• **Page excerpt**
Her body was found face down in a drainage ditch in an open field. Her throat was slit and she had been sexually assaulted.
On March 14, 1968, detectives in Huntington Beach would begin a 42-year search to identify the victim, later dubbed "Jane Doe" — and the person who killed her.
Monty McKennon, 82, remembers the case well. For 12 years, it sat on his desk, McKennon and his team the only advocates for the answers to the mystery. McKennon, who spent 24 years with the Huntington Beach Police Department, recalled how long it took to bury the woman's body.
"We had her on ice for a long time," he said. "Every time we started to bury her, someone would claim they knew who it was."
But the case never went anywhere. Until now.
After reopening the mystery several times, police turned to Facebook in an effort to put a name to the woman's face. What they learned — quickly — was that a key piece of evidence police had followed for decades was nothing more than a false lead.

• **Data section**

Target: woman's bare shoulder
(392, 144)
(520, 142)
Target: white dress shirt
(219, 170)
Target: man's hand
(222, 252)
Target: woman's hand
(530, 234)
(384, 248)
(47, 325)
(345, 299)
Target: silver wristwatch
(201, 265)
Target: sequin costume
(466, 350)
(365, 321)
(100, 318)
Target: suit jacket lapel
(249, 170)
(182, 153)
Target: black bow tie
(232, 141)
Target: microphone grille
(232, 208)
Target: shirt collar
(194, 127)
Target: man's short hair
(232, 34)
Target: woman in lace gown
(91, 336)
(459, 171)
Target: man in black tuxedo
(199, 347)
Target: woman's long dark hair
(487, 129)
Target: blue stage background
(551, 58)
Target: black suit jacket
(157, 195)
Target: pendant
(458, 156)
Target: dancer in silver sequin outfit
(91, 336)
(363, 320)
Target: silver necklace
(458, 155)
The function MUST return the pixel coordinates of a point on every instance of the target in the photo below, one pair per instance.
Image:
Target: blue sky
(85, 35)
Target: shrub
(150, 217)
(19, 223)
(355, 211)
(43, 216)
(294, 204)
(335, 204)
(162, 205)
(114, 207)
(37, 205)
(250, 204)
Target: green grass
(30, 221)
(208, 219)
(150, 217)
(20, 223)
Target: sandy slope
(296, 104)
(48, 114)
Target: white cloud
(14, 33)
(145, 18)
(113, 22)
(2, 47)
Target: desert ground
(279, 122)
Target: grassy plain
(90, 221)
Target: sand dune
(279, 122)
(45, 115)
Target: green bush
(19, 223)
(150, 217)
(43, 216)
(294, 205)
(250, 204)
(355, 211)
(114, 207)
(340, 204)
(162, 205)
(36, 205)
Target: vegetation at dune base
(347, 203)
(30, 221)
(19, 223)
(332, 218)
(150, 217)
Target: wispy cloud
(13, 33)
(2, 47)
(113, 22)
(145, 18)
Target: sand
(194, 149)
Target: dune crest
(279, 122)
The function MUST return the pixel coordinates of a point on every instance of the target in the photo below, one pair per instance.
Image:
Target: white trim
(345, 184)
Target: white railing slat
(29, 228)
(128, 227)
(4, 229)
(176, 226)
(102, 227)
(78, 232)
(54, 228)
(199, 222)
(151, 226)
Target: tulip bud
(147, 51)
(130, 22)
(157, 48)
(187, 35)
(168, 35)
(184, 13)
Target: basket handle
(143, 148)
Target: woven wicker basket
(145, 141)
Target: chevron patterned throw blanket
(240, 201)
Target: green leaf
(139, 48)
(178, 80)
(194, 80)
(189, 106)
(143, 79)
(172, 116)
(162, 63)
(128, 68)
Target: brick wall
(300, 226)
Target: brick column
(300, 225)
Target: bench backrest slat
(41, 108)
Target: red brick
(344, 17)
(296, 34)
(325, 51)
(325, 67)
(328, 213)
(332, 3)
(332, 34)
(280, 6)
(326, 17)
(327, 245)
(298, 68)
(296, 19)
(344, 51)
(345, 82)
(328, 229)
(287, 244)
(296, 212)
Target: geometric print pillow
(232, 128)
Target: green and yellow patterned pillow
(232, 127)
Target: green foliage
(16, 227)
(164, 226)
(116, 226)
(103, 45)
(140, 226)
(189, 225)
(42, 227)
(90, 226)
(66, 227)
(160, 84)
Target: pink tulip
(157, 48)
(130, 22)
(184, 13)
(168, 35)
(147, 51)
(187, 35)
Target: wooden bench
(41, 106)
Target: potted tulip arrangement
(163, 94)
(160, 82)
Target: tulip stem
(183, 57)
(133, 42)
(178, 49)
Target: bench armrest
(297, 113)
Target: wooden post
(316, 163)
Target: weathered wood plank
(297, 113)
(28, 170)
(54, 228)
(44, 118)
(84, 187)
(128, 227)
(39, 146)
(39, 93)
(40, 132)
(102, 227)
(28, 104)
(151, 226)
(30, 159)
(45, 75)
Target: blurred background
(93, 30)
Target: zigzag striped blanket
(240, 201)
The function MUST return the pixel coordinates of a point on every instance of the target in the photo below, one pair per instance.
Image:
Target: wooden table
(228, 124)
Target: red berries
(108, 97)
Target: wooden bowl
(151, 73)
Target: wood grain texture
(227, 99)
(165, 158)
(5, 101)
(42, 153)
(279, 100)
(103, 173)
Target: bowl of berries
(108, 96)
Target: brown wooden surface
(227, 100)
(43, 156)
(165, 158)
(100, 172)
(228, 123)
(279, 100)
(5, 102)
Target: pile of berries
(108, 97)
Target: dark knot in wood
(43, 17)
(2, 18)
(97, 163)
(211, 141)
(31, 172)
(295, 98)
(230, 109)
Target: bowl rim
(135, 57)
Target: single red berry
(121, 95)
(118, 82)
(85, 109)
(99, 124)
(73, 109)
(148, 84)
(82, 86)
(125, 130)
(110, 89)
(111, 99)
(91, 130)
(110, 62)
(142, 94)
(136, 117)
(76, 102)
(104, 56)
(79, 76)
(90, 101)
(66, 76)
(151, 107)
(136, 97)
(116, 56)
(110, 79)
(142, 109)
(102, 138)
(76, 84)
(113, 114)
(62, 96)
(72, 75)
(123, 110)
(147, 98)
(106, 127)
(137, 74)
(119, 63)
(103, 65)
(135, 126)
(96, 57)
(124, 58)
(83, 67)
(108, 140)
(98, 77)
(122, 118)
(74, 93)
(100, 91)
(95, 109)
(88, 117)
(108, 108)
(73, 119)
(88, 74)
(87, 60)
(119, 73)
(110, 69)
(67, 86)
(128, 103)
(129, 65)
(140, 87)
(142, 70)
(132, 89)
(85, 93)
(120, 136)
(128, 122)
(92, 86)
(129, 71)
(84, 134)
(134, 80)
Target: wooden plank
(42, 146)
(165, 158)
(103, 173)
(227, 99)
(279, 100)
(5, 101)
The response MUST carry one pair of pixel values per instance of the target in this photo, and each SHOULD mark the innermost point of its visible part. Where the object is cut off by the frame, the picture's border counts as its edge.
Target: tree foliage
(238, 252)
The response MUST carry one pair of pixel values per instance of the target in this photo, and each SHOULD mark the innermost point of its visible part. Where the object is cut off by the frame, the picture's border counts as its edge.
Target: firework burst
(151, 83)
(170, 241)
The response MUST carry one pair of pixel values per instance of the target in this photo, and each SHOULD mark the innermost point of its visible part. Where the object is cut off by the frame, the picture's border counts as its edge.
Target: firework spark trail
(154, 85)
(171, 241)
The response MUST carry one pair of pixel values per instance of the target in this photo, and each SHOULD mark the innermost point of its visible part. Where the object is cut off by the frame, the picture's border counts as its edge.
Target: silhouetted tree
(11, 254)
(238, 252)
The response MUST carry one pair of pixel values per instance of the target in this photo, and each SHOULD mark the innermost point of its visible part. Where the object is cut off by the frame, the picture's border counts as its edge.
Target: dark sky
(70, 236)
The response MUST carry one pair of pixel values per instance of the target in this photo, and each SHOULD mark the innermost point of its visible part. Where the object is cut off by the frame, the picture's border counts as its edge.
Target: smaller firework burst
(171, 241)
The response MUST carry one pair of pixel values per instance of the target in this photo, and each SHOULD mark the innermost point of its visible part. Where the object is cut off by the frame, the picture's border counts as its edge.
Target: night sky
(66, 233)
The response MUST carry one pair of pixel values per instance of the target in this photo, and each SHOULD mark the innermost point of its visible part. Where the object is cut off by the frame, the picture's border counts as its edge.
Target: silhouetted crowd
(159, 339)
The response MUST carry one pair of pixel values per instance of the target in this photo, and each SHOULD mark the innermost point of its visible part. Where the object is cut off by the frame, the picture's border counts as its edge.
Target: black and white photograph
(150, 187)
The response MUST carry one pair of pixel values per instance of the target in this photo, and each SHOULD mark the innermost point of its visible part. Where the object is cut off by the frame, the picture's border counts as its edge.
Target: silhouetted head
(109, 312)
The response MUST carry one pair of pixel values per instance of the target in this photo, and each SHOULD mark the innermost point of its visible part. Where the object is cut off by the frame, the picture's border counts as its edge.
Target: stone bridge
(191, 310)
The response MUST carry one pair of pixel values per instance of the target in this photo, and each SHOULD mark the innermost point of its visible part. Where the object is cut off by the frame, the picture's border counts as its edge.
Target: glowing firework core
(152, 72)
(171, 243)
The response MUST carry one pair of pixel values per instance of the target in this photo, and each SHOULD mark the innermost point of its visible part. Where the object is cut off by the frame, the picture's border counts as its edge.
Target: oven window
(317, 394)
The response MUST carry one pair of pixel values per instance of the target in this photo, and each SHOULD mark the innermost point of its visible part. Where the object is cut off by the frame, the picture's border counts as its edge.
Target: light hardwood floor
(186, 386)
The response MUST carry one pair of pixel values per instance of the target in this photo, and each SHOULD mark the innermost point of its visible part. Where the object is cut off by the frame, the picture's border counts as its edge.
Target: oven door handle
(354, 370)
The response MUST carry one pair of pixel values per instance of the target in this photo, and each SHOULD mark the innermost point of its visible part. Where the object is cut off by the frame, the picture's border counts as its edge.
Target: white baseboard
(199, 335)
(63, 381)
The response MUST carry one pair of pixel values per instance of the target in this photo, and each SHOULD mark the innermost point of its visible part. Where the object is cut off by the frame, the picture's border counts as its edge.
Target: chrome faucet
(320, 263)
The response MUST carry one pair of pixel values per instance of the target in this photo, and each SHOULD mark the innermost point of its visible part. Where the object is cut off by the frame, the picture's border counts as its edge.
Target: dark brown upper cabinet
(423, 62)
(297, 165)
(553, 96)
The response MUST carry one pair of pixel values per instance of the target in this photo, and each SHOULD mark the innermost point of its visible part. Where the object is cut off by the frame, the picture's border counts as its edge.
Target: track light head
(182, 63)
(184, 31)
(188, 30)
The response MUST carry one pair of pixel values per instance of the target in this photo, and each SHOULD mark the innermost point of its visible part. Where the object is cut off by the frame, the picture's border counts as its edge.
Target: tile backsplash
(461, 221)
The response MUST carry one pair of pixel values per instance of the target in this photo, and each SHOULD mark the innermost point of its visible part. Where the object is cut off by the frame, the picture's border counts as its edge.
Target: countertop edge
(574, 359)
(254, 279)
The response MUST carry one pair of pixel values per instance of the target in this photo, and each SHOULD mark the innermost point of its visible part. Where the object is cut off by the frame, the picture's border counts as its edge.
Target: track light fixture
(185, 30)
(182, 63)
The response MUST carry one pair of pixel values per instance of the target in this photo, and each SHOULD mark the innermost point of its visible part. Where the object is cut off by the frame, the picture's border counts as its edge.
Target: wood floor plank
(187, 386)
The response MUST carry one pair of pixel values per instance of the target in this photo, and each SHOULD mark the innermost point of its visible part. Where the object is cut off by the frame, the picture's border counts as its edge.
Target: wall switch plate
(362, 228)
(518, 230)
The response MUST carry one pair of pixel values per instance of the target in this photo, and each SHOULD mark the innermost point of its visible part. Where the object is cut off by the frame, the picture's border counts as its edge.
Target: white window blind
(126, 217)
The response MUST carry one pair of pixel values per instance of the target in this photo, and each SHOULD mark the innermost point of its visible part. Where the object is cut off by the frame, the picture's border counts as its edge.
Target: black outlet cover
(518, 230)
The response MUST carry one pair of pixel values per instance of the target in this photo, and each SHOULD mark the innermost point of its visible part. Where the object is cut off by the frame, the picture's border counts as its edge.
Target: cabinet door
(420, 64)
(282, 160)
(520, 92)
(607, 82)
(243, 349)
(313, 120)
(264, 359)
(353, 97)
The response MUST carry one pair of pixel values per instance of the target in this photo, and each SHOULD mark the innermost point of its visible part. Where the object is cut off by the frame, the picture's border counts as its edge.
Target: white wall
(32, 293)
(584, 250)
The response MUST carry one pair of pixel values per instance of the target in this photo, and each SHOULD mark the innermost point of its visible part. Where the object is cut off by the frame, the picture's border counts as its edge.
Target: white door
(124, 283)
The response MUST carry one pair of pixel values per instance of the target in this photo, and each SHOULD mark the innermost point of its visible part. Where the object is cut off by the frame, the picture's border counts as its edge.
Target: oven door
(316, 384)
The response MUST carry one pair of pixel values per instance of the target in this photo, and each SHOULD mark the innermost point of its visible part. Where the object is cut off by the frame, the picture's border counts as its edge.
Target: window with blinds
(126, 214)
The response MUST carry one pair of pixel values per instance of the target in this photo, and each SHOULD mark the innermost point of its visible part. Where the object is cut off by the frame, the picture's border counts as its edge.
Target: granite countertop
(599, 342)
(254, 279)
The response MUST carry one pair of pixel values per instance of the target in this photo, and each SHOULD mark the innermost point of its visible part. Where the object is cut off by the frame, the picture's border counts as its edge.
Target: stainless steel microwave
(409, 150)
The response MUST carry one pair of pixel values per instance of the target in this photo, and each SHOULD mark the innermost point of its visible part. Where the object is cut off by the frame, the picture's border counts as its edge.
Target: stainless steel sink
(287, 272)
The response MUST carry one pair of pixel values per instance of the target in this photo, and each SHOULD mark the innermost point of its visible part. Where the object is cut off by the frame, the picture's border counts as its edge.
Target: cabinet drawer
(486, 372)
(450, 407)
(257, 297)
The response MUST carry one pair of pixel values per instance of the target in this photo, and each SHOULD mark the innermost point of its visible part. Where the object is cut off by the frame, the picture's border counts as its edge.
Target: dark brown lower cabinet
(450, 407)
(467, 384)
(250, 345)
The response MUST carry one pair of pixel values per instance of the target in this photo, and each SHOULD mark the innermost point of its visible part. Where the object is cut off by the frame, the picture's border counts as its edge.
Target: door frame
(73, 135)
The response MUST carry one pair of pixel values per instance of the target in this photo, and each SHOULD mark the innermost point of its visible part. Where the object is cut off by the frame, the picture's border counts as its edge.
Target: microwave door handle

• **Problem set**
A: According to the Huntington Beach cold-case article, how many years did Monty McKennon spend with the Huntington Beach Police Department?
B: Write out the stretch of the Huntington Beach cold-case article from "Her body was" through "anywhere. Until now.".
The records have no connection to the Huntington Beach cold-case article.

• **Solutions by task**
A: 24 years.

B:
Her body was found face down in a drainage ditch in an open field. Her throat was slit and she had been sexually assaulted.
On March 14, 1968, detectives in Huntington Beach would begin a 42-year search to identify the victim, later dubbed "Jane Doe" — and the person who killed her.
Monty McKennon, 82, remembers the case well. For 12 years, it sat on his desk, McKennon and his team the only advocates for the answers to the mystery. McKennon, who spent 24 years with the Huntington Beach Police Department, recalled how long it took to bury the woman's body.
"We had her on ice for a long time," he said. "Every time we started to bury her, someone would claim they knew who it was."
But the case never went anywhere. Until now.